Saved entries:

## BEGIN

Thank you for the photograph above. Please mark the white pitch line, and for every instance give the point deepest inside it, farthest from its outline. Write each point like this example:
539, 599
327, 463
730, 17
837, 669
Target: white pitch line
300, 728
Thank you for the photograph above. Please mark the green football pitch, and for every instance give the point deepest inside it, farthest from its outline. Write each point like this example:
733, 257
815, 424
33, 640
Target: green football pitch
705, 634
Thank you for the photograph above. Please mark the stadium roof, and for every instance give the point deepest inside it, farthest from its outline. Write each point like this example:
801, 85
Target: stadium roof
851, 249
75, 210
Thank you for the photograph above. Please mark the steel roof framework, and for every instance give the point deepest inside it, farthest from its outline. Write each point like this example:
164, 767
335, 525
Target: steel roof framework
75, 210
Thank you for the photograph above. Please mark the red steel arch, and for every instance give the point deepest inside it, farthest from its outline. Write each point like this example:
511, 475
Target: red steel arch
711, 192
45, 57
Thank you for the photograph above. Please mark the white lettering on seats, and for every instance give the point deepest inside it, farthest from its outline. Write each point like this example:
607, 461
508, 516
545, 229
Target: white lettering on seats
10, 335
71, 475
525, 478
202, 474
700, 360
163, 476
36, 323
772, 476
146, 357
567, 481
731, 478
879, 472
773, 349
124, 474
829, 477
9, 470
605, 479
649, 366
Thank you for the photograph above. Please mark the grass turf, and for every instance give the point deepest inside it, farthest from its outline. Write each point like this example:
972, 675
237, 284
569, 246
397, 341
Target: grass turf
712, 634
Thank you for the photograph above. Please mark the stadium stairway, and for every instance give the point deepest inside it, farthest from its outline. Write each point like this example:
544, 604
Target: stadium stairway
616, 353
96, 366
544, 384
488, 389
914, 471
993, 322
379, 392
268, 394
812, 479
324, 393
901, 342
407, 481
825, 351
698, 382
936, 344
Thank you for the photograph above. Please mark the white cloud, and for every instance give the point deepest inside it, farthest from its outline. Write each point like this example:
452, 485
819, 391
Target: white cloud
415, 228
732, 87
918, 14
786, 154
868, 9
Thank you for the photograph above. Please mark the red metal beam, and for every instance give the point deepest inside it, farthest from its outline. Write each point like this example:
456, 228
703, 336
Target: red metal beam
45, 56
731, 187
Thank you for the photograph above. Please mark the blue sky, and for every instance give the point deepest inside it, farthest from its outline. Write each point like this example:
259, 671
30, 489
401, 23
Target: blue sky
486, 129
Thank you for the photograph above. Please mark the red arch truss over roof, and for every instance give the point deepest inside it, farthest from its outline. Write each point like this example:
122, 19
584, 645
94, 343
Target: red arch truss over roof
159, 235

## END

> _Required task_
Edit the lines above so that each "photograph" reads "image", leaving everything else unchanged.

> _Worked answer_
Thank you for the image above. Please mark the white pitch line, and for every instance give the point deepest inside it, farthest from its outline. Write each point like this example:
539, 599
327, 463
730, 17
837, 669
Target: white pitch line
300, 728
Thank you for the image above. Please mark the green football pitch, and for every instance give the point deepest inside it, farthest from its outline. Write each point like this example:
733, 257
815, 424
33, 640
Target: green football pitch
705, 634
Thank you for the image above. Please mark the stadium roof, and for every instance give the point deepest inside it, farthest from its outline. Write each point like this example:
801, 85
Target: stadium roof
851, 249
75, 210
Thank you for the image above. Please mark the steel roof framework, and for every instance give the point deepest inside it, farthest from its outline. Write each point like this example:
164, 767
335, 525
Target: steel roof framework
75, 210
Thank you for the image above. Please mark the red steel arch, and for every instance give the point deepest inside it, farthest from its outline. Write each point like this example:
511, 475
Target: red steel arch
711, 192
45, 57
Thank you for the image above. Please mark the white lettering on seats, and for every instance give the point deepest inside it, farthest from its outline. Write each point like this example:
607, 461
508, 516
545, 229
Target: white lettering on seats
10, 335
71, 475
525, 478
202, 474
700, 360
163, 476
36, 323
772, 476
146, 357
567, 481
731, 478
879, 472
773, 349
124, 474
829, 477
9, 470
605, 479
649, 366
Thank you for the image above. Please mark the grass turf, and for every instance give the point deepest inside it, farthest from its outline. Write each point like this example:
972, 675
237, 284
569, 246
397, 341
Target: grass turf
712, 634
Thank you for the image above. Please mark the stadium stairway, and for every instance give the point deepest inside it, farthest from its outline. Write each point like this example:
544, 604
Target: stadium stairway
616, 353
96, 366
544, 384
488, 389
914, 471
993, 322
379, 392
268, 394
812, 479
324, 393
901, 342
407, 481
825, 351
698, 382
936, 344
Thank you for the image above. Please mark the white cloud, and for every instance give the point deepest inside it, farthest from its outline. Write each point like this example:
452, 485
819, 391
Target: white cloud
415, 228
732, 87
918, 14
786, 154
868, 9
Thank you for the image above. Please mark the red metal beam, and for every instance give the point deepest inside it, farthest from its outline. Write each point like this example:
456, 228
703, 336
Target: red metal beam
45, 56
731, 187
Thank you for the image above. Please mark the blue sky, and for every instance give the point deepest inside it, farthest from its outline. Write each point like this example:
259, 671
30, 489
401, 23
Target: blue sky
486, 129
Thank you for the image above. Please mark the red arch truss over roof, and for every instance give the point deepest inside it, farthest from its outline. Write each point like this example:
122, 19
584, 645
94, 343
Target: red arch truss over roof
159, 235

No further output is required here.